▸ Extracted data:
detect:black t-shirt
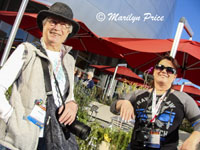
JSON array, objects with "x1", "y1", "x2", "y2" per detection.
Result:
[{"x1": 111, "y1": 90, "x2": 200, "y2": 150}]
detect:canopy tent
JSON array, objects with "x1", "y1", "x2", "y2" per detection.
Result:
[
  {"x1": 106, "y1": 38, "x2": 200, "y2": 85},
  {"x1": 90, "y1": 65, "x2": 144, "y2": 83}
]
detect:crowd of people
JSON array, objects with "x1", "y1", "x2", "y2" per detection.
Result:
[{"x1": 0, "y1": 2, "x2": 200, "y2": 150}]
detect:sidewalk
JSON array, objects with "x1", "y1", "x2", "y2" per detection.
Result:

▸ Written task:
Render all of the lines above as a numbered list, omitting any blank lines and excluding the pictures.

▸ Answer to this exercise:
1. detect:black t-shirt
2. JSON array, objects with "x1", "y1", "x2", "y2" per detection.
3. Result:
4. [{"x1": 111, "y1": 90, "x2": 200, "y2": 150}]
5. detect:canopy tent
6. JSON array, objects with "x1", "y1", "x2", "y2" per detection.
7. Result:
8. [
9.   {"x1": 106, "y1": 38, "x2": 200, "y2": 85},
10.   {"x1": 90, "y1": 65, "x2": 144, "y2": 83}
11. ]
12. detect:crowd of people
13. JSON array, objects with "x1", "y1", "x2", "y2" per detection.
14. Result:
15. [{"x1": 0, "y1": 2, "x2": 200, "y2": 150}]
16. detect:sidewalk
17. JSON array, objects with "x1", "y1", "x2", "y2" per detection.
18. Result:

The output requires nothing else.